(DOCUMENT EXCERPT)

** START **

The nice thing about Google's system (which, IIUIC, was Sun's as well, and is also Facebook's) is that when you have a hard dependency on another team and their priority list doesn't line up with yours, you can say "Well, can I make the change myself and you review it?" and the answer is usually yes. That means that people's default worldview is to assume busyness, not malice or stupidity, which makes the company as a whole function much better together. Yes, it creates a huge mess that someone will eventually have to clean up. But now you have a lot of options for how to clean it up, not a single point of failure: you can have the feature implementor do it, or the code owner, or it may get replaced entirely if the system is rewritten, or the feature may be unlaunched and no longer necessary, or someone may write an automated Clang or Refaster tool to fix a bunch of instances at once.

I'd compare it a lot to democratic capitalism: it's the worst system that exists, except for all the rest. When I was at Google, we all complained about how everybody else checked in changes that added complexity to our code. But if we couldn't do that, we'd all be complaining about how everybody else prevented us from getting our work done. I know which problem I'd rather have.

** END **

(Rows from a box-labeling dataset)

** START **

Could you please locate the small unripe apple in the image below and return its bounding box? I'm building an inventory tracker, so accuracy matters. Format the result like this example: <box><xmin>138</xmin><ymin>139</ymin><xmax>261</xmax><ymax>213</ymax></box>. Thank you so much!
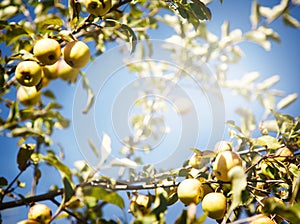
<box><xmin>17</xmin><ymin>86</ymin><xmax>41</xmax><ymax>106</ymax></box>
<box><xmin>84</xmin><ymin>0</ymin><xmax>111</xmax><ymax>16</ymax></box>
<box><xmin>202</xmin><ymin>192</ymin><xmax>227</xmax><ymax>220</ymax></box>
<box><xmin>17</xmin><ymin>219</ymin><xmax>41</xmax><ymax>224</ymax></box>
<box><xmin>33</xmin><ymin>38</ymin><xmax>61</xmax><ymax>65</ymax></box>
<box><xmin>15</xmin><ymin>61</ymin><xmax>42</xmax><ymax>86</ymax></box>
<box><xmin>129</xmin><ymin>194</ymin><xmax>150</xmax><ymax>215</ymax></box>
<box><xmin>28</xmin><ymin>204</ymin><xmax>52</xmax><ymax>224</ymax></box>
<box><xmin>63</xmin><ymin>40</ymin><xmax>91</xmax><ymax>68</ymax></box>
<box><xmin>177</xmin><ymin>179</ymin><xmax>204</xmax><ymax>205</ymax></box>
<box><xmin>213</xmin><ymin>151</ymin><xmax>242</xmax><ymax>181</ymax></box>
<box><xmin>249</xmin><ymin>216</ymin><xmax>275</xmax><ymax>224</ymax></box>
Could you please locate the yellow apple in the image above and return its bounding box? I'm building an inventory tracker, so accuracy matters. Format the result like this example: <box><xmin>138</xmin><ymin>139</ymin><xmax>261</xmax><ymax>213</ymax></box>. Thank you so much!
<box><xmin>17</xmin><ymin>219</ymin><xmax>41</xmax><ymax>224</ymax></box>
<box><xmin>63</xmin><ymin>40</ymin><xmax>91</xmax><ymax>68</ymax></box>
<box><xmin>57</xmin><ymin>60</ymin><xmax>80</xmax><ymax>82</ymax></box>
<box><xmin>202</xmin><ymin>192</ymin><xmax>227</xmax><ymax>220</ymax></box>
<box><xmin>17</xmin><ymin>86</ymin><xmax>41</xmax><ymax>106</ymax></box>
<box><xmin>202</xmin><ymin>183</ymin><xmax>214</xmax><ymax>196</ymax></box>
<box><xmin>28</xmin><ymin>204</ymin><xmax>52</xmax><ymax>224</ymax></box>
<box><xmin>43</xmin><ymin>61</ymin><xmax>59</xmax><ymax>80</ymax></box>
<box><xmin>33</xmin><ymin>38</ymin><xmax>61</xmax><ymax>65</ymax></box>
<box><xmin>213</xmin><ymin>151</ymin><xmax>242</xmax><ymax>181</ymax></box>
<box><xmin>214</xmin><ymin>141</ymin><xmax>232</xmax><ymax>153</ymax></box>
<box><xmin>177</xmin><ymin>179</ymin><xmax>204</xmax><ymax>205</ymax></box>
<box><xmin>84</xmin><ymin>0</ymin><xmax>111</xmax><ymax>16</ymax></box>
<box><xmin>15</xmin><ymin>61</ymin><xmax>42</xmax><ymax>86</ymax></box>
<box><xmin>249</xmin><ymin>216</ymin><xmax>275</xmax><ymax>224</ymax></box>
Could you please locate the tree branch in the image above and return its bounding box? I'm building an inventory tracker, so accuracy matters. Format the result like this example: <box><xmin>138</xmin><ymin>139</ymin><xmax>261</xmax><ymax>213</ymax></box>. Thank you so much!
<box><xmin>0</xmin><ymin>189</ymin><xmax>63</xmax><ymax>210</ymax></box>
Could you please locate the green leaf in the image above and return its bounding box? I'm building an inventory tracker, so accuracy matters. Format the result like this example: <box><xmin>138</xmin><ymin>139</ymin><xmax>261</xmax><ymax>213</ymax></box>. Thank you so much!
<box><xmin>82</xmin><ymin>186</ymin><xmax>125</xmax><ymax>209</ymax></box>
<box><xmin>283</xmin><ymin>13</ymin><xmax>300</xmax><ymax>28</ymax></box>
<box><xmin>263</xmin><ymin>197</ymin><xmax>300</xmax><ymax>223</ymax></box>
<box><xmin>151</xmin><ymin>194</ymin><xmax>167</xmax><ymax>217</ymax></box>
<box><xmin>121</xmin><ymin>24</ymin><xmax>137</xmax><ymax>54</ymax></box>
<box><xmin>17</xmin><ymin>144</ymin><xmax>35</xmax><ymax>171</ymax></box>
<box><xmin>80</xmin><ymin>72</ymin><xmax>95</xmax><ymax>114</ymax></box>
<box><xmin>5</xmin><ymin>25</ymin><xmax>28</xmax><ymax>46</ymax></box>
<box><xmin>39</xmin><ymin>150</ymin><xmax>72</xmax><ymax>180</ymax></box>
<box><xmin>43</xmin><ymin>90</ymin><xmax>55</xmax><ymax>100</ymax></box>
<box><xmin>88</xmin><ymin>139</ymin><xmax>99</xmax><ymax>157</ymax></box>
<box><xmin>0</xmin><ymin>177</ymin><xmax>8</xmax><ymax>188</ymax></box>
<box><xmin>0</xmin><ymin>5</ymin><xmax>19</xmax><ymax>20</ymax></box>
<box><xmin>62</xmin><ymin>175</ymin><xmax>75</xmax><ymax>203</ymax></box>
<box><xmin>99</xmin><ymin>133</ymin><xmax>111</xmax><ymax>165</ymax></box>
<box><xmin>167</xmin><ymin>191</ymin><xmax>178</xmax><ymax>206</ymax></box>
<box><xmin>178</xmin><ymin>6</ymin><xmax>189</xmax><ymax>19</ymax></box>
<box><xmin>224</xmin><ymin>166</ymin><xmax>247</xmax><ymax>220</ymax></box>
<box><xmin>190</xmin><ymin>0</ymin><xmax>211</xmax><ymax>20</ymax></box>
<box><xmin>277</xmin><ymin>93</ymin><xmax>298</xmax><ymax>110</ymax></box>
<box><xmin>251</xmin><ymin>135</ymin><xmax>281</xmax><ymax>150</ymax></box>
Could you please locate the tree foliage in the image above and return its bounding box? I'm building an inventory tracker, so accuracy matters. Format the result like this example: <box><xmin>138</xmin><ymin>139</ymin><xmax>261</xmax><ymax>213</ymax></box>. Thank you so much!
<box><xmin>0</xmin><ymin>0</ymin><xmax>300</xmax><ymax>223</ymax></box>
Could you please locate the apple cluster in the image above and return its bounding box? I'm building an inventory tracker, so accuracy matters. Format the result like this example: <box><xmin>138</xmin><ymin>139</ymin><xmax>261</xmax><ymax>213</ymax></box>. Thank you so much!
<box><xmin>15</xmin><ymin>37</ymin><xmax>90</xmax><ymax>106</ymax></box>
<box><xmin>17</xmin><ymin>204</ymin><xmax>52</xmax><ymax>224</ymax></box>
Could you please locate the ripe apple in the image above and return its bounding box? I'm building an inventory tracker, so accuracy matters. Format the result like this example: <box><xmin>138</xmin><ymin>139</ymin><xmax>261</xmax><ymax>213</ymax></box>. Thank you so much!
<box><xmin>63</xmin><ymin>40</ymin><xmax>91</xmax><ymax>68</ymax></box>
<box><xmin>129</xmin><ymin>194</ymin><xmax>151</xmax><ymax>215</ymax></box>
<box><xmin>202</xmin><ymin>183</ymin><xmax>214</xmax><ymax>197</ymax></box>
<box><xmin>84</xmin><ymin>0</ymin><xmax>111</xmax><ymax>16</ymax></box>
<box><xmin>17</xmin><ymin>86</ymin><xmax>41</xmax><ymax>106</ymax></box>
<box><xmin>214</xmin><ymin>141</ymin><xmax>232</xmax><ymax>153</ymax></box>
<box><xmin>213</xmin><ymin>151</ymin><xmax>242</xmax><ymax>181</ymax></box>
<box><xmin>177</xmin><ymin>179</ymin><xmax>204</xmax><ymax>205</ymax></box>
<box><xmin>17</xmin><ymin>219</ymin><xmax>41</xmax><ymax>224</ymax></box>
<box><xmin>15</xmin><ymin>61</ymin><xmax>42</xmax><ymax>86</ymax></box>
<box><xmin>275</xmin><ymin>147</ymin><xmax>294</xmax><ymax>162</ymax></box>
<box><xmin>249</xmin><ymin>216</ymin><xmax>275</xmax><ymax>224</ymax></box>
<box><xmin>33</xmin><ymin>38</ymin><xmax>61</xmax><ymax>65</ymax></box>
<box><xmin>202</xmin><ymin>192</ymin><xmax>227</xmax><ymax>220</ymax></box>
<box><xmin>28</xmin><ymin>204</ymin><xmax>52</xmax><ymax>224</ymax></box>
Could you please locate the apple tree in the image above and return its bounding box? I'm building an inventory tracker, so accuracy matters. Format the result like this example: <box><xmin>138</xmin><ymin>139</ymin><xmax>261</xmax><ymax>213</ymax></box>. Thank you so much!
<box><xmin>0</xmin><ymin>0</ymin><xmax>300</xmax><ymax>223</ymax></box>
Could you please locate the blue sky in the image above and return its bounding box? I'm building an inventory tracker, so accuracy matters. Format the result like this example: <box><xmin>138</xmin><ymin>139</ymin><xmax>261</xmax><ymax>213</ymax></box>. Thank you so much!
<box><xmin>0</xmin><ymin>0</ymin><xmax>300</xmax><ymax>223</ymax></box>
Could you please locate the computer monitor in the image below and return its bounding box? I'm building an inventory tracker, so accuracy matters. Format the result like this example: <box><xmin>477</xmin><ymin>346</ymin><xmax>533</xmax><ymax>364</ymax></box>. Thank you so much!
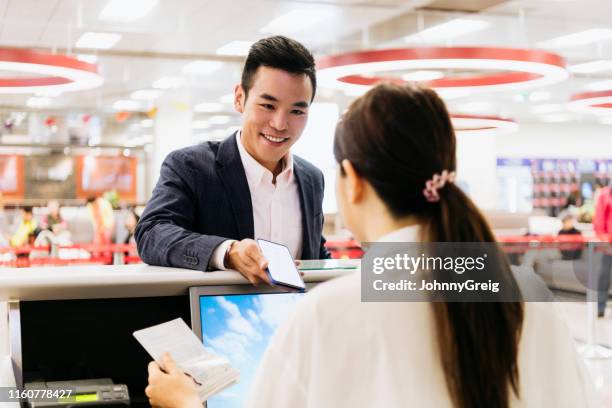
<box><xmin>189</xmin><ymin>283</ymin><xmax>315</xmax><ymax>408</ymax></box>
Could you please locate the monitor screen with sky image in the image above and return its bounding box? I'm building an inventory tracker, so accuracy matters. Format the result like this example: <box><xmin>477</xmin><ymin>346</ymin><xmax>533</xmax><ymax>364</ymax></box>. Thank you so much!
<box><xmin>190</xmin><ymin>284</ymin><xmax>313</xmax><ymax>408</ymax></box>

** END **

(SET EXERCISE)
Please answer these questions about the comment on code changes across teams:
(a) According to the comment, what do people assume by default instead of malice or stupidity?
(b) To what system does the writer compare this way of working?
(c) What kind of tool does the comment say someone might write to fix many instances at once?

(WORKED SOLUTION)
(a) Busyness.
(b) Democratic capitalism.
(c) An automated Clang or Refaster tool.